Excerpted text =
I cannot recall today just how this missive came to my attention (I believe I was reading on an unrelated subject when I tripped over the letter), but when I found it I was blown away. Initially, I was very excited by its discovery, but as the years unwound I began to look at my best piece of evidence with some skepticism. Today I am not at all certain of its authenticity. The letter in question is from the Roman emperor Hadrian and is addressed to his brother-in-law Servianus. The date of this letter is circa 134 CE. Hadrian discusses in this epistle a recent trip to Alexandria, Egypt—

From Hadrian Augustus to Servianus the consul, greeting. The land of Egypt, the praises of which you have been recounting to me, my dear Servianus, I have found to be wholly light-minded, unstable, and blown about by every breath of rumour. There those who worship Serapis are, in fact, Christians, and those who call themselves bishops of Christ are, in fact, devotees of Serapis. There is no chief of the Jewish synagogue, no Samaritan, no Christian presbyter, who is not an astrologer, a soothsayer, or an anointer. Even the Patriarch himself, when he comes to Egypt, is forced by some to worship Serapis, by others to worship Christ.”

As one can well imagine, this bit of correspondence, which is in fact lengthier than the excerpt posted here, raises some questions, for it insists on a few controversial claims.

The letter is found in a collection of biographies of Roman emperors called Historia Augusta. For centuries this collection, whose authors are unknown, was viewed as completely above board. It was only in the last 200 years or so that some scholars began to notice discrepancies between claims found therein and other accounts of the Roman emperors. In this case, Hadrian's trip to Alexandria does not accord with his official visit to that city. It seems to be off by a couple of years. Which may be a minor issue, and of itself does not invalidate the letter altogether, yet it remains something we must take into account. Another complaint about the letter's claims is an obvious one: how can anyone confuse worshipers of Serapis for worshipers of Christ? The argument being, they're two separate deities and two different groups. However, I'm not sure I buy this argument. My reason for this position is a simple observation.

Extracted data =
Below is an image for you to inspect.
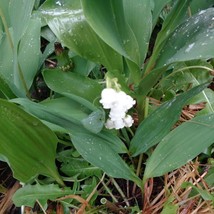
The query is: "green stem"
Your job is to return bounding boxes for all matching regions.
[0,8,14,50]
[0,8,30,98]
[132,97,149,194]
[156,65,214,87]
[17,59,31,99]
[101,181,118,203]
[111,178,130,207]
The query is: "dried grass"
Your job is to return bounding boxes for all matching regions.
[142,161,214,214]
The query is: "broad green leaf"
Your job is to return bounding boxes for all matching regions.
[144,114,214,181]
[144,0,191,75]
[72,56,96,76]
[160,0,192,40]
[8,0,35,48]
[137,66,167,96]
[130,84,207,156]
[57,150,102,179]
[81,0,140,65]
[43,69,102,102]
[41,0,123,71]
[12,184,74,207]
[190,0,213,14]
[0,0,40,96]
[0,75,16,99]
[13,98,127,153]
[0,100,63,185]
[182,182,214,202]
[71,132,140,185]
[123,0,152,65]
[82,109,105,133]
[152,0,171,27]
[14,99,134,181]
[18,19,41,90]
[156,8,214,68]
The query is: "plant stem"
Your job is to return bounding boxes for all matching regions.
[0,8,30,98]
[0,8,14,50]
[132,97,149,195]
[111,178,130,207]
[101,181,118,203]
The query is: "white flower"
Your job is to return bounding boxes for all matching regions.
[105,119,115,129]
[100,88,117,109]
[123,114,134,127]
[114,119,125,129]
[100,88,136,129]
[109,105,126,121]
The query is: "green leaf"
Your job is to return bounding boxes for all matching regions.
[152,0,170,27]
[8,0,35,48]
[41,0,123,71]
[72,56,96,76]
[57,150,101,179]
[144,114,214,180]
[130,84,207,156]
[190,0,213,14]
[156,8,214,68]
[71,132,140,185]
[81,0,140,65]
[12,184,74,207]
[123,0,152,65]
[13,98,127,153]
[182,182,214,202]
[43,69,102,102]
[82,109,105,133]
[0,75,16,99]
[0,99,63,184]
[18,19,41,90]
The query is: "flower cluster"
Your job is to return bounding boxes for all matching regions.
[100,88,135,129]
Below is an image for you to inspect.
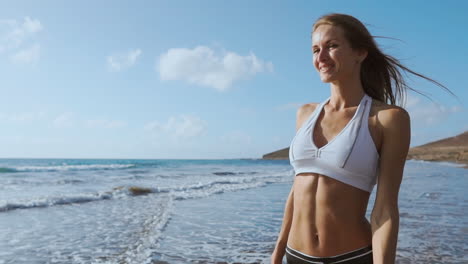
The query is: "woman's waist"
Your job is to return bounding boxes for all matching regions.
[288,214,372,257]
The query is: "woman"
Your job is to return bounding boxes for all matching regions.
[271,14,454,264]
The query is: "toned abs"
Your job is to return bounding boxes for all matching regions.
[288,100,381,257]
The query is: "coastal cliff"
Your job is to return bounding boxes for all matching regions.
[262,131,468,168]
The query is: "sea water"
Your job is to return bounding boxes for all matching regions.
[0,159,468,263]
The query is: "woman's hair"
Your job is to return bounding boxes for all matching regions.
[312,13,453,105]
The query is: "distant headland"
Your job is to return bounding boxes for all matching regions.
[262,131,468,169]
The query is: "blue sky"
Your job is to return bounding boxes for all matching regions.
[0,1,468,159]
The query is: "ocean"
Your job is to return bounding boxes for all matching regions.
[0,159,468,264]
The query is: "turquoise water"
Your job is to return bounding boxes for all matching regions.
[0,159,468,263]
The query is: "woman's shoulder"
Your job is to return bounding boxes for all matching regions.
[296,103,320,130]
[372,100,410,132]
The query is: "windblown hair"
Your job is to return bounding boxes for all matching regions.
[312,13,454,105]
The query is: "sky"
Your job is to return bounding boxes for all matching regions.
[0,0,468,159]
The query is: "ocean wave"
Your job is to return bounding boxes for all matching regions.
[0,168,18,173]
[9,164,136,173]
[0,176,289,212]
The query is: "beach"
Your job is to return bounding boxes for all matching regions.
[0,160,468,264]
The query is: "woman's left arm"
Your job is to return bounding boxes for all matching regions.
[371,107,411,264]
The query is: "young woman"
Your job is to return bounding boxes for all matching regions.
[271,14,454,264]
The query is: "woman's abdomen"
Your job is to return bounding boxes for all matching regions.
[288,174,372,257]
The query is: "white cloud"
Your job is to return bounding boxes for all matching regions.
[10,44,41,64]
[53,112,75,128]
[0,17,43,52]
[145,115,207,139]
[0,112,46,123]
[156,46,273,91]
[406,95,463,126]
[107,49,142,71]
[276,103,304,111]
[86,119,127,128]
[221,130,252,146]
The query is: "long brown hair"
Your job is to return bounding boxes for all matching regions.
[312,13,454,105]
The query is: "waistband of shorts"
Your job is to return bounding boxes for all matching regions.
[286,245,372,263]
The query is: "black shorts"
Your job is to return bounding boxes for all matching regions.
[286,245,373,264]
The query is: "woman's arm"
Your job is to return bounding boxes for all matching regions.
[371,107,411,264]
[271,185,294,264]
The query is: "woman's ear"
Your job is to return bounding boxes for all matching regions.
[358,49,368,63]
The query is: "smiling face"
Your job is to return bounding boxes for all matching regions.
[312,24,367,83]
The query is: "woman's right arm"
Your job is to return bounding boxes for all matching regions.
[271,185,294,264]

Task objective =
Return the entire passage on Hadrian's letter to Servianus word for word.

Solution for this exercise =
I cannot recall today just how this missive came to my attention (I believe I was reading on an unrelated subject when I tripped over the letter), but when I found it I was blown away. Initially, I was very excited by its discovery, but as the years unwound I began to look at my best piece of evidence with some skepticism. Today I am not at all certain of its authenticity. The letter in question is from the Roman emperor Hadrian and is addressed to his brother-in-law Servianus. The date of this letter is circa 134 CE. Hadrian discusses in this epistle a recent trip to Alexandria, Egypt—

From Hadrian Augustus to Servianus the consul, greeting. The land of Egypt, the praises of which you have been recounting to me, my dear Servianus, I have found to be wholly light-minded, unstable, and blown about by every breath of rumour. There those who worship Serapis are, in fact, Christians, and those who call themselves bishops of Christ are, in fact, devotees of Serapis. There is no chief of the Jewish synagogue, no Samaritan, no Christian presbyter, who is not an astrologer, a soothsayer, or an anointer. Even the Patriarch himself, when he comes to Egypt, is forced by some to worship Serapis, by others to worship Christ.”

As one can well imagine, this bit of correspondence, which is in fact lengthier than the excerpt posted here, raises some questions, for it insists on a few controversial claims.

The letter is found in a collection of biographies of Roman emperors called Historia Augusta. For centuries this collection, whose authors are unknown, was viewed as completely above board. It was only in the last 200 years or so that some scholars began to notice discrepancies between claims found therein and other accounts of the Roman emperors. In this case, Hadrian's trip to Alexandria does not accord with his official visit to that city. It seems to be off by a couple of years. Which may be a minor issue, and of itself does not invalidate the letter altogether, yet it remains something we must take into account. Another complaint about the letter's claims is an obvious one: how can anyone confuse worshipers of Serapis for worshipers of Christ? The argument being, they're two separate deities and two different groups. However, I'm not sure I buy this argument. My reason for this position is a simple observation.